◆ WORK TO COMPLETE ◆
(a) Quote the article on agricultural training schools from "Agricultural Training Schools, in" up to and including "challenges of rural areas.".
(b) According to the article on agricultural training schools, what were the names of the first two EFAs founded in Spain?

◆ TEXT SECTION ◆
---

= Escuelas Familiares Agrarias =

Agricultural Training Schools, in Spanish Escuelas de Formación Agraria (EFA) are specialised educational institutions that provide technical and professional training in areas related to agriculture, livestock, agribusiness, and the environment. These schools play a crucial role in training professionals for the agricultural and rural sector, combining theoretical and practical knowledge to address the challenges of rural areas.

== History ==

=== History in Spain ===
In Spain, the development of EFAs dates back to the 1960s when Joaquín Herreros and Felipe González de Canales launched the project for the first Escuelas Familiares Agrarias. Inspired by the model of the French Maison Familial Rural, they established the first two EFA, Molino Azul and Casablanquilla, in Lora del Río and Brenes (Seville) in 1967. These schools aimed to provide quality professional and cultural training to rural youth, preventing their migration to urban areas.

==== Relationship with Opus Dei ====
In their beginnings, some agricultural training schools (EFAs) in Spain were founded or managed by members of Opus Dei, as part of their educational and social work in various fields, including technical and agricultural training. However, over time, many of these institutions have diversified and may be managed by different educational entities, maintaining their focus on agricultural training without a specific religious affiliation.

Over time, the number of agricultural training schools (EFAs) in Spain has grown to around 40 institutions distributed across different regions of the country. These schools have evolved to adapt to changes in rural areas and educational legislation, offering especializad programs in agricultural and rural areas. The agricultural training schools in Spain continue to play a fundamental role in the development of rural areas. The diversification and adaptation of their educational offerings have transformed them into key centers for the training of highly qualified professionals in the agricultural and rural sector of the country.

---

Dataset items
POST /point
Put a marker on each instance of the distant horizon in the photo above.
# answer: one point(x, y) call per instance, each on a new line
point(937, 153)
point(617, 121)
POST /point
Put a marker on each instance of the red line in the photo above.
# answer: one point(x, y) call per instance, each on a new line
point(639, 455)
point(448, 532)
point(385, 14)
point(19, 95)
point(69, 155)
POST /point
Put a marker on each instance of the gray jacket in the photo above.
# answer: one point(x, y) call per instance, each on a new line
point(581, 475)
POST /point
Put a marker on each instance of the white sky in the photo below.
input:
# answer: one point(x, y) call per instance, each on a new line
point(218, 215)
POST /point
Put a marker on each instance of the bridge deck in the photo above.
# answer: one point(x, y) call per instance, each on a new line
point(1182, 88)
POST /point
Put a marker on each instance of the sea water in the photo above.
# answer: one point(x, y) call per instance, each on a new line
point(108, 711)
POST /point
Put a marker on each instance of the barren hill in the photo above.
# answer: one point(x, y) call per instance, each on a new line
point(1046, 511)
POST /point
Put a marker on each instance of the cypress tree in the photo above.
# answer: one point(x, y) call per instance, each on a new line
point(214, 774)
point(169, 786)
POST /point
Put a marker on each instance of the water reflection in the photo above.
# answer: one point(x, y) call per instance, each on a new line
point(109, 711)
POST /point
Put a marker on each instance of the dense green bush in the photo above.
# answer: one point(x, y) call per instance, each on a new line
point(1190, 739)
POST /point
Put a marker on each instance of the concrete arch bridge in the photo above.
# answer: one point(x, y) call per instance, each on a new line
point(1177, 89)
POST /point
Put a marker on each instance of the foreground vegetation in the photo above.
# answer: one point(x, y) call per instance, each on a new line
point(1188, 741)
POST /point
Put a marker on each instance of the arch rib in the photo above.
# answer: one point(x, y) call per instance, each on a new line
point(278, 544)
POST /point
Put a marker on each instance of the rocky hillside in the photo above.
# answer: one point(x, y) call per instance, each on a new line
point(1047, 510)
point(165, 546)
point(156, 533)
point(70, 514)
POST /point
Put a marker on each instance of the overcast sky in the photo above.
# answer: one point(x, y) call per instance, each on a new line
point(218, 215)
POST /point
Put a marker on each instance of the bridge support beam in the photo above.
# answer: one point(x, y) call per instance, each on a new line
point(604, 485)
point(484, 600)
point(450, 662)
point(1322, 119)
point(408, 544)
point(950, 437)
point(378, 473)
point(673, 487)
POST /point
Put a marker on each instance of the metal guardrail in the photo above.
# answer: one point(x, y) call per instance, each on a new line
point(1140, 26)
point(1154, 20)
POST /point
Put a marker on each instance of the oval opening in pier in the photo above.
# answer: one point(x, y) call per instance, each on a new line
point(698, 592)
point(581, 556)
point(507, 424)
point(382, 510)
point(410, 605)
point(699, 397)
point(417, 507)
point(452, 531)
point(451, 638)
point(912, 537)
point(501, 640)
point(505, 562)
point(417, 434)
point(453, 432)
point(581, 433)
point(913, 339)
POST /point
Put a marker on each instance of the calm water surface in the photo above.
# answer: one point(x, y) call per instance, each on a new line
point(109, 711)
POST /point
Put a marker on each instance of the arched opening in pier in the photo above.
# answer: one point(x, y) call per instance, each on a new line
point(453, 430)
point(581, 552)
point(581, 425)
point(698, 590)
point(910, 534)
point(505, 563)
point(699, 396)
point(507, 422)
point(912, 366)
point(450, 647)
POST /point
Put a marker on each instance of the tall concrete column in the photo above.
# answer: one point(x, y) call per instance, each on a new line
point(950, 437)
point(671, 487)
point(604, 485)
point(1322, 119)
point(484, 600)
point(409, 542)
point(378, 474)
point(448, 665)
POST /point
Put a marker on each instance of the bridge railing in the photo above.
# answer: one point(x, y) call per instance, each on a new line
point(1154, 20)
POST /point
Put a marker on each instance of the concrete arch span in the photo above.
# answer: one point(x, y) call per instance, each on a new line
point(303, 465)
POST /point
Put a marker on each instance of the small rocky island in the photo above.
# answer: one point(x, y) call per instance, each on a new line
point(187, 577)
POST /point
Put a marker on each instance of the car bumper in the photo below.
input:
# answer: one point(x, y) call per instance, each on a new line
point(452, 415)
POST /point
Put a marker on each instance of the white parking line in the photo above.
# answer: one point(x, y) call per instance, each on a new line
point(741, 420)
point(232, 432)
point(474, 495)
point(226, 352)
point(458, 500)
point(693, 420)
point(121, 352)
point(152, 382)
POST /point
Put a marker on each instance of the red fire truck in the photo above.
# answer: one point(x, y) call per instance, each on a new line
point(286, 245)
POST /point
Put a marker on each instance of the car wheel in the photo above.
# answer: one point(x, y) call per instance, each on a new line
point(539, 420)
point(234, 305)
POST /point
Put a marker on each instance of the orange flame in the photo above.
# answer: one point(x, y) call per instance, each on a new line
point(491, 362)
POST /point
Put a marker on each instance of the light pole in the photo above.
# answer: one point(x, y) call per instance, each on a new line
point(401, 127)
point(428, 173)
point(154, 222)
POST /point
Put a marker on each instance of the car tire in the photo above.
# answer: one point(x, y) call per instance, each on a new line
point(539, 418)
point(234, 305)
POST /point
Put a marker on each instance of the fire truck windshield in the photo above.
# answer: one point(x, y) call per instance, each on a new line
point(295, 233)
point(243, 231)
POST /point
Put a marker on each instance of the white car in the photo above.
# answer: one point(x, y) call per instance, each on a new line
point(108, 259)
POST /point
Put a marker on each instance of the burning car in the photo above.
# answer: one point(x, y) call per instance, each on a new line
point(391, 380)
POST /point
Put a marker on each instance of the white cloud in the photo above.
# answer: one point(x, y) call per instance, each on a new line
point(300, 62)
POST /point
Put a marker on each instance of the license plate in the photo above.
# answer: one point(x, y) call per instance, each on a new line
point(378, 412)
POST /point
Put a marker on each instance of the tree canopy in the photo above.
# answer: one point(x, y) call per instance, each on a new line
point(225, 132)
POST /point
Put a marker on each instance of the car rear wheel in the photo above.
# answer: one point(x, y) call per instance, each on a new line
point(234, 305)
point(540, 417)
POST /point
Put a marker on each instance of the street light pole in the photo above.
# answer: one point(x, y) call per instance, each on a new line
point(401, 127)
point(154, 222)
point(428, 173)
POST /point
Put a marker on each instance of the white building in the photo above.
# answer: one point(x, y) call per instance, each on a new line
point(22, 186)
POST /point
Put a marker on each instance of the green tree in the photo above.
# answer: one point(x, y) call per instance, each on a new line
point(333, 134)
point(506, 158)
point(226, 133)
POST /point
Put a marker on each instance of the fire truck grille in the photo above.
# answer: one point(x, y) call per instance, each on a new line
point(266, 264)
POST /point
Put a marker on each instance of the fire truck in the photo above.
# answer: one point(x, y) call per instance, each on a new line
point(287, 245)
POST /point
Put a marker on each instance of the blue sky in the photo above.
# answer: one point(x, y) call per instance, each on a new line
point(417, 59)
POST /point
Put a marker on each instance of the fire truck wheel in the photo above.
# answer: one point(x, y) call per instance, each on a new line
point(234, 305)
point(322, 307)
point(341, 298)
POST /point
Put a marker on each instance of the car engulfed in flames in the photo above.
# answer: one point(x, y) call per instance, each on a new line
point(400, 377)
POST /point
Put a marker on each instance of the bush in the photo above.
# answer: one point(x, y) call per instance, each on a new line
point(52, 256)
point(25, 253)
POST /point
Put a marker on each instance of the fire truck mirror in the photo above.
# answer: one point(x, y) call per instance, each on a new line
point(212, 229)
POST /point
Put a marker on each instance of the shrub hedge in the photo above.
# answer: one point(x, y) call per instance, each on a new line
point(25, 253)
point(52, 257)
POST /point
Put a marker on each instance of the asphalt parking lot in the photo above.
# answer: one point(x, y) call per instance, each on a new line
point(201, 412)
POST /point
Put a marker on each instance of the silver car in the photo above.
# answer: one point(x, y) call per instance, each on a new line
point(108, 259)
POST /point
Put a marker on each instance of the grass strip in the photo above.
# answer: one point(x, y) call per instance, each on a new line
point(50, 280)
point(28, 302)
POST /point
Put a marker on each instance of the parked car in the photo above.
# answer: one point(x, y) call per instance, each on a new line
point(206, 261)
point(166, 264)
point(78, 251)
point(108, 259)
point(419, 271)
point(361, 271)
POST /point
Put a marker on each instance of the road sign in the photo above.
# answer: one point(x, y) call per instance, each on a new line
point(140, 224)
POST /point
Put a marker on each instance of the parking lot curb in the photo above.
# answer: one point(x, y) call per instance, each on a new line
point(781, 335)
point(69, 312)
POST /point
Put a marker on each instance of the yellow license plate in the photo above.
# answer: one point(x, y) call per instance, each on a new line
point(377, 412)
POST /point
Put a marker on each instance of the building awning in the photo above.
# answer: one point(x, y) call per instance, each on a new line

---

◆ SOLUTIONS BY TASK ◆
(a)
Agricultural Training Schools, in Spanish Escuelas de Formación Agraria (EFA) are specialised educational institutions that provide technical and professional training in areas related to agriculture, livestock, agribusiness, and the environment. These schools play a crucial role in training professionals for the agricultural and rural sector, combining theoretical and practical knowledge to address the challenges of rural areas.

(b) Molino Azul and Casablanquilla.